══ Предоставленный текст
Примером такого «личного» мифа первой разновидности является повесть Е. Даниленко «Танчик» («Иртыш, 1998, №1) об одушевленном мыслящем танке со всеми вытекающими отсюда причудливыми последствиями. Однако все эти авторские фантазмы с антимилитаристской подоплекой настолько тяжеловесны и непрозрачны для читательского внутреннего ока, что он готов закрыть повесть на любой последующей странице. Лично я закрыл ее в тот момент, когда человекообразный танк занял «почетное место за стойкой бара». А до этого он «с учащенным дыханием» созерцал человеческую девушку с «намокшими волосами, похожими на длинное крыло», «облепленной мокрым песком узкой стопой» и родинкой, «темнеющей на выпуклой икре». Не слишком ли плотоядно для танка, пусть и мыслящего?
Правда, автор, случайно или нет, постоянно подмечает у этого танкообразного явно человеческое поведение: «я шевельнулся», «я очнулся», «я покосился» и даже «привстал на цыпочки». Такое случается, пожалуй, лишь во сне. И в данном случае наиболее вероятной версией идеи, заложенной в «Танчике», будет не грядущий Армагеддон (№ танка — 666), а действительно серьезная проблема предыдущих и последующих кармических воплощений души автора, рассказчика, либо его литературной маски.
Рассказ А. Селина «Алпатовка» («День и ночь», 1999, №3), куда ярче и жизнерадостнее, но, увы, короче. Действительно, жаль. Идея-то неплоха и будь она более развернута выглядела бы интересней, а главное, понятней. И даже то, что находящийся в центре этого микроэпоса мыслящий лес, является очевидным заимствованием из С. Лема, могло бы и не помешать любопытному читателю.
════
■ Обязательные задания:
(1) Определите, соответствуют ли предоставленному тексту следующие утверждения: (a) повесть «Танчик» напечатана в журнале «Иртыш» в 1998 году; (b) танк в повести носит номер 777; (c) рассказ «Алпатовка» длиннее повести «Танчик». Для каждого утверждения ответьте «да» или «нет» и точно процитируйте решающие слова текста.
(2) Перепишите из предоставленного текста дословно всё, что идет от слов «Рассказ А. Селина» вниз до слов «помешать любопытному читателю.».
══ Перечень
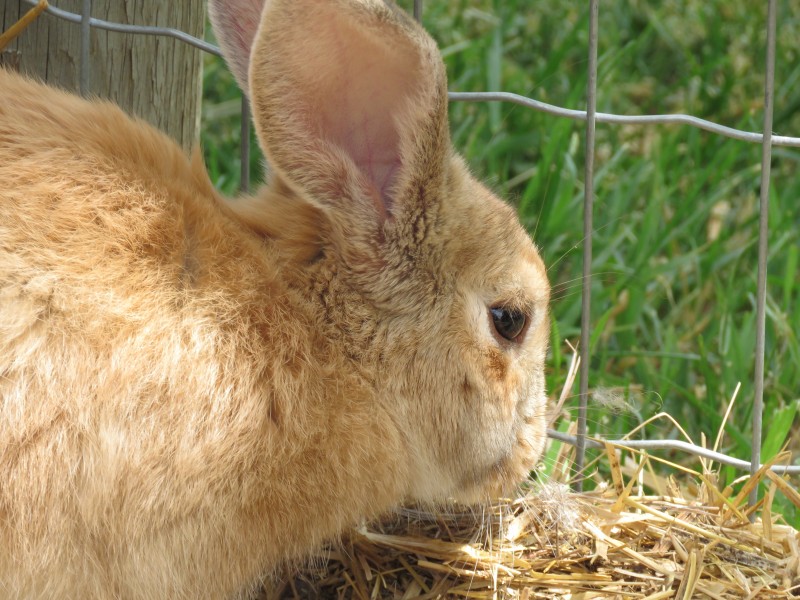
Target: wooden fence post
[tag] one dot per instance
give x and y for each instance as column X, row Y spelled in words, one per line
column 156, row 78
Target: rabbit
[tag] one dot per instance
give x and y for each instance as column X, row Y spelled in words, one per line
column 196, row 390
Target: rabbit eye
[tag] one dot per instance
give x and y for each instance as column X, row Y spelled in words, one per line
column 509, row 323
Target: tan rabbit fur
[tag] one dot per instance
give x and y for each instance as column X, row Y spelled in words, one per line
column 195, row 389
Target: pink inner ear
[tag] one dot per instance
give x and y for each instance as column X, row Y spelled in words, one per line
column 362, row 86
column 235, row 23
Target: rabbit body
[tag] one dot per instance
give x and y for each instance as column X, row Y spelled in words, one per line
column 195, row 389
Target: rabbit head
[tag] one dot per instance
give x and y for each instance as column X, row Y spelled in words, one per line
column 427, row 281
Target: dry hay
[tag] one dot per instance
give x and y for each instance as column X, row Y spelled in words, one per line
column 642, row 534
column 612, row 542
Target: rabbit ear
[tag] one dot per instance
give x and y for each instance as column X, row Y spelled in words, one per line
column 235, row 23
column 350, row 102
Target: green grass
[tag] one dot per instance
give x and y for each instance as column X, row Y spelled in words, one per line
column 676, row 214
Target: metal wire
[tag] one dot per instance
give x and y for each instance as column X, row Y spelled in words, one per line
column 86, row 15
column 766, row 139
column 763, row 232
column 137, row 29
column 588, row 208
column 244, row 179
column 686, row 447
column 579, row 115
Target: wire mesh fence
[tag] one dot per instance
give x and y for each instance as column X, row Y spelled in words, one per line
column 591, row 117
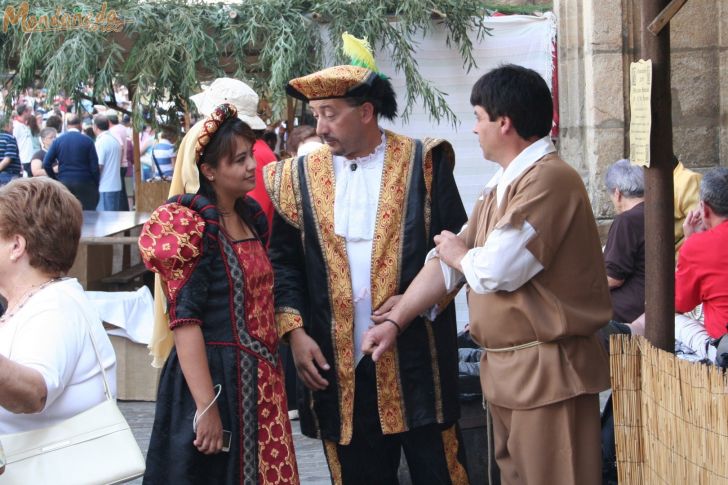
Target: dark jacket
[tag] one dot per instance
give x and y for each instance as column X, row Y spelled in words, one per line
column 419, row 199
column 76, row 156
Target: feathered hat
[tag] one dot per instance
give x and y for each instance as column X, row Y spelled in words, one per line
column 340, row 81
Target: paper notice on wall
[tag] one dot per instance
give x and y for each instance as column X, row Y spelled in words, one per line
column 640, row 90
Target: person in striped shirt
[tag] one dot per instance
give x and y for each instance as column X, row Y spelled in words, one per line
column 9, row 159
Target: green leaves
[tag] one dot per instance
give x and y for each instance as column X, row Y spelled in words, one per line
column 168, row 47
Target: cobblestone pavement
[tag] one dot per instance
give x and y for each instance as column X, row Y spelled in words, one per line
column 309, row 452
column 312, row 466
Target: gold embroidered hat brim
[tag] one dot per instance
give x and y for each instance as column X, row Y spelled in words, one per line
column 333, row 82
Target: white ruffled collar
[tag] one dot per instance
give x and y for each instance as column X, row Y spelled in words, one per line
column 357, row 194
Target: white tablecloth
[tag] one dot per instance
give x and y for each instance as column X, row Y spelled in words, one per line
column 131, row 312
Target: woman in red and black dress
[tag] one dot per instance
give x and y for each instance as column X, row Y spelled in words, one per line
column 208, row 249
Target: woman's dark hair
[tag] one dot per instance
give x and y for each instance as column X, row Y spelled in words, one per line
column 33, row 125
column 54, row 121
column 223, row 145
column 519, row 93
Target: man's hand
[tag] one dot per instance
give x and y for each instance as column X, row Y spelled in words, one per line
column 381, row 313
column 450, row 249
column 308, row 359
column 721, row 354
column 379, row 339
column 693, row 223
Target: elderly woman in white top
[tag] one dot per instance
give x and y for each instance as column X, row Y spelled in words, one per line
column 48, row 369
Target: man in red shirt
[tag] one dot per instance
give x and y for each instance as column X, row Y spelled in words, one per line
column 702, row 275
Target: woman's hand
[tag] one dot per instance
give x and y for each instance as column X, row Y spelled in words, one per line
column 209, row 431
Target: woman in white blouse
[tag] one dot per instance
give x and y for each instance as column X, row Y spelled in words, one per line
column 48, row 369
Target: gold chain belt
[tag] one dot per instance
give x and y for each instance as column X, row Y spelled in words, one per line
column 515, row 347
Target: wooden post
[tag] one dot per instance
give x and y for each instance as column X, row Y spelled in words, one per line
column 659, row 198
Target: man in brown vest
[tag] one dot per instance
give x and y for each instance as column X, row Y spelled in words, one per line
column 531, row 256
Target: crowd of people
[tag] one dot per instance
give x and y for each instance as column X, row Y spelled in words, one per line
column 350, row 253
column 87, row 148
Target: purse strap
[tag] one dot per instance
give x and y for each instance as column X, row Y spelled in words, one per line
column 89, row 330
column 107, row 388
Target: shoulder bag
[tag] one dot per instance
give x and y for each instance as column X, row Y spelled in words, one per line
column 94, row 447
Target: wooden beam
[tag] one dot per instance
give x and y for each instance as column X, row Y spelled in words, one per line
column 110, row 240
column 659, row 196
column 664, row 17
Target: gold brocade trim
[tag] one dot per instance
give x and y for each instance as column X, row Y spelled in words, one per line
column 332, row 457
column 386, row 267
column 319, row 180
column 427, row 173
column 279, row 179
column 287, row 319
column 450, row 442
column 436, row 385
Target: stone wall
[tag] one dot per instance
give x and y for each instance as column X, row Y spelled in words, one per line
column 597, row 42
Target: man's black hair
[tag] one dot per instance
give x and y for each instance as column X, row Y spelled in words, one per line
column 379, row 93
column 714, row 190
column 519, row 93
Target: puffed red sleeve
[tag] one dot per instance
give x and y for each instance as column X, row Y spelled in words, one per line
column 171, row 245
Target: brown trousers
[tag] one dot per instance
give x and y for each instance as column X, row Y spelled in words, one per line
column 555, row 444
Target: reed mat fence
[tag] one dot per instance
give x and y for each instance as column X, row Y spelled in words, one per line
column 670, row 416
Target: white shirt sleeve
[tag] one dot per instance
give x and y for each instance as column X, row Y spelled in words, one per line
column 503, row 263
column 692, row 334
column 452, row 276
════
■ Ответы:
(1)
(a) Да: «Иртыш, 1998, №1».
(b) Нет: «№ танка — 666».
(c) Нет: «куда ярче и жизнерадостнее, но, увы, короче».

(2)
Рассказ А. Селина «Алпатовка» («День и ночь», 1999, №3), куда ярче и жизнерадостнее, но, увы, короче. Действительно, жаль. Идея-то неплоха и будь она более развернута выглядела бы интересней, а главное, понятней. И даже то, что находящийся в центре этого микроэпоса мыслящий лес, является очевидным заимствованием из С. Лема, могло бы и не помешать любопытному читателю.